RECORDS SHOWN
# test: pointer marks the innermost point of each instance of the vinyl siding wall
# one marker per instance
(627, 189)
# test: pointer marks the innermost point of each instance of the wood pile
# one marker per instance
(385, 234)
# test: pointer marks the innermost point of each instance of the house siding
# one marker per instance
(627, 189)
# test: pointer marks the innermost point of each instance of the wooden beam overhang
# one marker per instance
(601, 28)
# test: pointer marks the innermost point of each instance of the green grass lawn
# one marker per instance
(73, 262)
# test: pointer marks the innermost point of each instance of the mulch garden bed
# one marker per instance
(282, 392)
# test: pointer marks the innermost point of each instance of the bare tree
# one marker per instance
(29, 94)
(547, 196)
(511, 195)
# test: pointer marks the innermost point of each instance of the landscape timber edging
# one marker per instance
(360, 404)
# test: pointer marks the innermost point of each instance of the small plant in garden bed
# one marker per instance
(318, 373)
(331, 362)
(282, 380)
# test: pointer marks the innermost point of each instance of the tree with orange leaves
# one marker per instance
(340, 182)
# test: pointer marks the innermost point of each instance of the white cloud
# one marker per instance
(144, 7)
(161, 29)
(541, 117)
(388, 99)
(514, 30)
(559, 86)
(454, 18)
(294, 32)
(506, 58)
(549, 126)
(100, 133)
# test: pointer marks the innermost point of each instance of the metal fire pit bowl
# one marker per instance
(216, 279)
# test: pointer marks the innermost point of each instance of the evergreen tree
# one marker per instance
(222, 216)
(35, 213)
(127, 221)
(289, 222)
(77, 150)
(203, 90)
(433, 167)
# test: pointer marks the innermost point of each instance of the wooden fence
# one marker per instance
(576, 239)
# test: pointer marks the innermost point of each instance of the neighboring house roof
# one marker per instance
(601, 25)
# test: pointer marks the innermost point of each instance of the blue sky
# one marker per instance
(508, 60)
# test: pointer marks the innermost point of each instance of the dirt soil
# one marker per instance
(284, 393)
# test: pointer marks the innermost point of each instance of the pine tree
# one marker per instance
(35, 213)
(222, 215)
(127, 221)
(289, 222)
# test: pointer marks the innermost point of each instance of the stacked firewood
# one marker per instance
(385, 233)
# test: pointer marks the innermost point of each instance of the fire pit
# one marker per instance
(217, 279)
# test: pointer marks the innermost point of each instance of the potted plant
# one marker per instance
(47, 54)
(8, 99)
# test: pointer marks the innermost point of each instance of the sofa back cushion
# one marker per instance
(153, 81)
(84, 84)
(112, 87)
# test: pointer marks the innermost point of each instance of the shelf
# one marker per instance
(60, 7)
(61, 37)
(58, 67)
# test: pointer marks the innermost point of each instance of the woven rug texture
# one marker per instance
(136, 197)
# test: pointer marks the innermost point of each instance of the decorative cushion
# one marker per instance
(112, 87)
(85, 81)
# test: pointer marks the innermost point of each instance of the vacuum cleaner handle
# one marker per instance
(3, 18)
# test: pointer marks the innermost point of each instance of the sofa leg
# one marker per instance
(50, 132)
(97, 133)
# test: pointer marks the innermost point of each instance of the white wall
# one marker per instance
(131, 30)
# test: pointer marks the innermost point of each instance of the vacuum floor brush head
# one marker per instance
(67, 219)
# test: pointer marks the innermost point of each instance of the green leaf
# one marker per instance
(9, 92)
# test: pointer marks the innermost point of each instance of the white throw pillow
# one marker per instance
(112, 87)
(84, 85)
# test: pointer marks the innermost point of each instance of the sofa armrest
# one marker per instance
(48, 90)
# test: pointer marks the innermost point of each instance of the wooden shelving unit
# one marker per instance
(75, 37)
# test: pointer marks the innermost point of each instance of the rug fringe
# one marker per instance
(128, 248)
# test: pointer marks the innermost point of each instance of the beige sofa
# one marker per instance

EXERCISE BRIEF
Find every line in the records above that holds the word "cushion", and copy each one.

PROBLEM SOLUTION
# test: pointer marks the innermost point of each instance of the sofa back cushion
# test: pointer marks the innermost point of each instance of the decorative cushion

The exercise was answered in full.